## COMPLETE THE FOLLOWING
• 1. In the mailing-list message on therapy and social passivity, what goal of Freud's does Chris B quote?
• 2. Carry on the mailing-list message about therapy and social passivity from the point where the text stops.

-- SELECTED PASSAGE follows --

File spoon-archives/marxism-psych.archive/marxism-psych_1998/marxism-psych.9805, message 21


Date: Sat, 9 May 1998 11:36:03 +0100
From: Hugh Rodwell <m-14970-AT-mailbox.swipnet.se>
Subject: M-PSY: Therapy and social passivity


Chris B writes:

>The sort of method Ilan has described on these lists is also necessarily
>delivered to and for an individual.
>
>Freud's work is also criticised from the political left as being for the
>individual alone.
>
>But is the difference that whereas psycho-educative approaches do at least
>help the individual survive as an individual, the individualist approach of
>Freud is the goal to -
>
>convert neurosis into ordinary human unhappiness.
>
>(Have I got the Freud quote right?)
>
>And do others with psychodynamic allegiances accept that that type of
>therapy is at best a mourning process which reconciles the individual to
>capitalist society as a passive entity not an active agent?
>
>Does psychotherapy with Freudian roots merely convert melancholia into
>mourning but keeps the individual passively and introspectively preoccupied
>with this for years at a time?

-- SELECTED PASSAGE concluded --
-- DATASET follows --

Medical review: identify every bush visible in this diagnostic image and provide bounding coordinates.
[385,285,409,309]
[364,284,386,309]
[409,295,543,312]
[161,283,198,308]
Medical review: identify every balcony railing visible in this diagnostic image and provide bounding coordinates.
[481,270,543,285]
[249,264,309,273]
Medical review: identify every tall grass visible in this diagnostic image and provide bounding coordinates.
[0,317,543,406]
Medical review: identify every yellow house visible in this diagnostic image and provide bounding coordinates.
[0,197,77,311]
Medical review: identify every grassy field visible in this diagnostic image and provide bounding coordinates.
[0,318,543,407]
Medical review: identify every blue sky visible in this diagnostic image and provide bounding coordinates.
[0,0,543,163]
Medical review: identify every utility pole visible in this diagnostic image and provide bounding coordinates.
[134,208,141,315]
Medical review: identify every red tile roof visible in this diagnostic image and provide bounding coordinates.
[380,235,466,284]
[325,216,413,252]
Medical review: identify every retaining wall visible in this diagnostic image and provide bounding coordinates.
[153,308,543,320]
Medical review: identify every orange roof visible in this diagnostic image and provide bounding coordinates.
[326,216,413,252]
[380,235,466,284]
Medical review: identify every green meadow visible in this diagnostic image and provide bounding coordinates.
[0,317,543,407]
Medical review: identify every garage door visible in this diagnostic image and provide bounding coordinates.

-- DATASET concluded --

## RESULTS IN ORDER
• 1. To convert neurosis into ordinary human unhappiness.

• 2.
There's a dialectic between individual and society -- always. Language is a
very good example of this. No individual speaking a language -- no
language; and the language in every individual's brain is structurally and
syntactically complete (ie it has the potential of developing -- with the
right semantic and lexical stimulation -- into the most comprehensive and
elaborate instance of the language). Yet if there is no language community,
no individual develops language. You can't have one without the other.

Same goes for psychology.

The problem with neurosis is that it shuts off individuals from full normal
interaction with the rest of society. In this it is similar to other forms
of repression, alienation and marginalization. But it has a different cure.
As I see it neurosis is where an individual has been so pressured within an
intimate group that he (we can think of him as Bill) perceives everything
in the emotional framework of this group and fails dramatically to relate
to the larger community. This is rooted in bourgeois society by the fact
that this society is so exploitative and alienating in its social
relations, that these relations offer no relief to the neurotic individual.
In a good society, it would be very difficult indeed for the pressures of a
single intimate group to focus on a victim for sufficient time and in
sufficient concentration to produce the kind of neurosis we see all around
us today.

So if the counter-group of the intimate therapeutic relationship is able to
dissolve the mental and emotional walls (mind-forged manacles) imprisoning
an individual patient, this implies absolutely nothing as to the social and
political dynamic of Bill once he is free of this set of social chains.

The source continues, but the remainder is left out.